- WORK ITEM -
Give again, exactly as written, each line of the material below starting at the line that contains "column 1449, row 410" and ending at the line that contains "Target: giant inflatable globe". Both ends count, and no other line does.

- RECORD EXCERPTS -

★ ★ ★ ★

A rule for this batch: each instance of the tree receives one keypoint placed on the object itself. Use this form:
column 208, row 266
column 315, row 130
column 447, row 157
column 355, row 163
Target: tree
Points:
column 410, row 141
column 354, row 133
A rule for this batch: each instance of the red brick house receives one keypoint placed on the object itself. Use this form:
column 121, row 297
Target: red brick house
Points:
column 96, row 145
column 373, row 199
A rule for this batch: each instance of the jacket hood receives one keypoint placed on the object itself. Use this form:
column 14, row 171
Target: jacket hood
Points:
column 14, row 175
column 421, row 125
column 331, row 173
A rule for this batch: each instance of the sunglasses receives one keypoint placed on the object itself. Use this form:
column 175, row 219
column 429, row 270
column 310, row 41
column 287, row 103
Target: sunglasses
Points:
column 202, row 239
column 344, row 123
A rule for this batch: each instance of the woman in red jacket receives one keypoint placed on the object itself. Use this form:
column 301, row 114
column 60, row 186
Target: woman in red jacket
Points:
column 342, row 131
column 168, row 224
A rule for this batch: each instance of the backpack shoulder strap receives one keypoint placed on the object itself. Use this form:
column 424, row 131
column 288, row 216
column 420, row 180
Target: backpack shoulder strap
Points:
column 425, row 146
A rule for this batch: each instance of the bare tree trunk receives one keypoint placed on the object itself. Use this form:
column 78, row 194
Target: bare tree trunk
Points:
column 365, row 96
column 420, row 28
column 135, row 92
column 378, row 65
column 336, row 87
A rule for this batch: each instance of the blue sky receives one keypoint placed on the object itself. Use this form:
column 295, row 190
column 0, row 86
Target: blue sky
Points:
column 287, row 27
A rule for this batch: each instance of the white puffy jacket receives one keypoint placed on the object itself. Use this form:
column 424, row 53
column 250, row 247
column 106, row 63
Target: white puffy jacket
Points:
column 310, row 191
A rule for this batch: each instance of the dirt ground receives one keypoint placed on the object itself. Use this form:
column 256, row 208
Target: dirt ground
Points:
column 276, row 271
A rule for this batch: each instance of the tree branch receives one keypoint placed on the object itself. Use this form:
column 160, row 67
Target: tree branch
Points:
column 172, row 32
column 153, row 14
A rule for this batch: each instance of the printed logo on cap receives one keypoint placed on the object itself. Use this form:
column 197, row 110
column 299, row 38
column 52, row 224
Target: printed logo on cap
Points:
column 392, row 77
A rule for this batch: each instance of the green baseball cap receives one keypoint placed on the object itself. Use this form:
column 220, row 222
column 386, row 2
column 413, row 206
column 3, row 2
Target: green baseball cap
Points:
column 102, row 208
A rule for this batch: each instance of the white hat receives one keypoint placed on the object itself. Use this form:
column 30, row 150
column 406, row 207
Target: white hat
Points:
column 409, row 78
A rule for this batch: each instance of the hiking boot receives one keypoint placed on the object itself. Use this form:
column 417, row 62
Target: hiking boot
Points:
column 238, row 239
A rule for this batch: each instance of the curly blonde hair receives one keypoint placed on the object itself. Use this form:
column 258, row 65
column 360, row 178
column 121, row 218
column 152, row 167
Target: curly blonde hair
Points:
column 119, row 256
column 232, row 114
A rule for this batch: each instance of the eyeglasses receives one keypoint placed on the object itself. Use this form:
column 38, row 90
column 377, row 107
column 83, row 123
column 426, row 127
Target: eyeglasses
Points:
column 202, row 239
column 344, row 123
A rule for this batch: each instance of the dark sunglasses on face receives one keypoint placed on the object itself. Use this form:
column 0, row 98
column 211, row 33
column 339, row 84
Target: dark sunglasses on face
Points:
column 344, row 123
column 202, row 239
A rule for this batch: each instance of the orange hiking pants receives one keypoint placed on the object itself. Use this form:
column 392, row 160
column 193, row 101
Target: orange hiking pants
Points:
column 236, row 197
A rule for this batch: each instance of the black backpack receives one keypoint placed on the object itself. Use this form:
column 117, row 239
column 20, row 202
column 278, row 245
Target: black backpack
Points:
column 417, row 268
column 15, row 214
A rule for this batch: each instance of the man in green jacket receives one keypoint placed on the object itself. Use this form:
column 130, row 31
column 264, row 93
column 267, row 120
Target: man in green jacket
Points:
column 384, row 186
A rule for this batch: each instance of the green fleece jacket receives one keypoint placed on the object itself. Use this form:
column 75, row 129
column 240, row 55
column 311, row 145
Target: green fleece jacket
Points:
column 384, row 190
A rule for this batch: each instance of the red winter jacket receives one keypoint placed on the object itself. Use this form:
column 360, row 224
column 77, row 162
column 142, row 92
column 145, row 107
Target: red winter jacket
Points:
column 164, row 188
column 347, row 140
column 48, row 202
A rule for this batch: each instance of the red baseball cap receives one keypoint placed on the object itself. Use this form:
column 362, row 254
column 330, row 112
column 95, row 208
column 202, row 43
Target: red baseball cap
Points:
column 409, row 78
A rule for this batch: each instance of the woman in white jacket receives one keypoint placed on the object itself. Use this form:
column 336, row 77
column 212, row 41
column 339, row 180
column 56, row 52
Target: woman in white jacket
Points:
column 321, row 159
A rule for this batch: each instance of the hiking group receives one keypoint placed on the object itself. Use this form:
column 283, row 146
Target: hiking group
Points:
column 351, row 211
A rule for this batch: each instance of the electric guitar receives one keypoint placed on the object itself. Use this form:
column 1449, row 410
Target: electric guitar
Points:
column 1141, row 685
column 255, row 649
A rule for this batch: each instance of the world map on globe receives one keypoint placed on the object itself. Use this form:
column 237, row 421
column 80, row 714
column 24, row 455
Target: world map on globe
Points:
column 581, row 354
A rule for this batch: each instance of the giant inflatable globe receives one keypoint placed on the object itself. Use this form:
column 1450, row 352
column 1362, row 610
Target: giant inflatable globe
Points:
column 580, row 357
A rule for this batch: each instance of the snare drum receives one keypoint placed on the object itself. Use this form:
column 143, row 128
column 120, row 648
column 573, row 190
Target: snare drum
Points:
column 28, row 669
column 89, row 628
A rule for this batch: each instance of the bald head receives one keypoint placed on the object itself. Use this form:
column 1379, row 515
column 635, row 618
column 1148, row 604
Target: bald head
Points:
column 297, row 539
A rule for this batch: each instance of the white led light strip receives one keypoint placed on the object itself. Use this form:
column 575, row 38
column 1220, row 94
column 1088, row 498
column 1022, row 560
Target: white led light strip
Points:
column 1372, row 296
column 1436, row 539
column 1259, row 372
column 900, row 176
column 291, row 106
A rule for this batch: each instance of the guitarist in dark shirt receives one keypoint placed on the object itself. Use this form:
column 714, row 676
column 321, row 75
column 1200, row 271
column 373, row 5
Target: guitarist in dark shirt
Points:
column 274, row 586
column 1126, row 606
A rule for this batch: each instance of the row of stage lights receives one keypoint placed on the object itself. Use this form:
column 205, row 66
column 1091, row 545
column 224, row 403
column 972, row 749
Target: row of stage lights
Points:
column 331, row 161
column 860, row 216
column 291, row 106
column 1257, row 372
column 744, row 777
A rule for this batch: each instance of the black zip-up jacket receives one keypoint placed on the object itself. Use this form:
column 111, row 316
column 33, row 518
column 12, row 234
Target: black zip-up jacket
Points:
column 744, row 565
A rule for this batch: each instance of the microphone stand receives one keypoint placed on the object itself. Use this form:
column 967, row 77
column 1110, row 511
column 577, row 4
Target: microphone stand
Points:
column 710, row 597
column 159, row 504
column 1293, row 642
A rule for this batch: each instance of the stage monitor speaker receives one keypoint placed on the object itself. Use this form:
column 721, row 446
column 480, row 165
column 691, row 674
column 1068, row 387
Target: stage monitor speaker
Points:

★ ★ ★ ★

- TASK OUTPUT -
column 1449, row 410
Target: electric guitar
Points:
column 1141, row 685
column 255, row 649
A rule for this batch: each instance of the world map on globe receives one keypoint placed on the object itself. Use this form:
column 237, row 421
column 80, row 714
column 24, row 455
Target: world map on globe
Points:
column 581, row 354
A rule for this batch: each instance of the giant inflatable globe receives one keypoint placed on the object itself. Use this form:
column 1450, row 352
column 1362, row 610
Target: giant inflatable globe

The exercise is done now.